Update the entries below by changing each occurrence of "one point" to "one mark" and leaving all other text unchanged.

● ● ● ● ● ● ●

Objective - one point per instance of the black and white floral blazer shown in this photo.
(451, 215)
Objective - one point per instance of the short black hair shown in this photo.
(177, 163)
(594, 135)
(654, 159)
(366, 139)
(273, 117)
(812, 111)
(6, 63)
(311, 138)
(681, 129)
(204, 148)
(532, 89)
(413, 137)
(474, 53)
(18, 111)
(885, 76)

● ● ● ● ● ● ●

• _Output below_
Objective - one mark per instance of the black and white floral blazer shown in this photo.
(451, 215)
Objective - one mark per instance of the short black hair shown in this photo.
(177, 163)
(594, 135)
(654, 159)
(366, 139)
(273, 117)
(812, 111)
(6, 63)
(311, 138)
(681, 129)
(204, 148)
(532, 89)
(413, 137)
(474, 53)
(18, 111)
(885, 76)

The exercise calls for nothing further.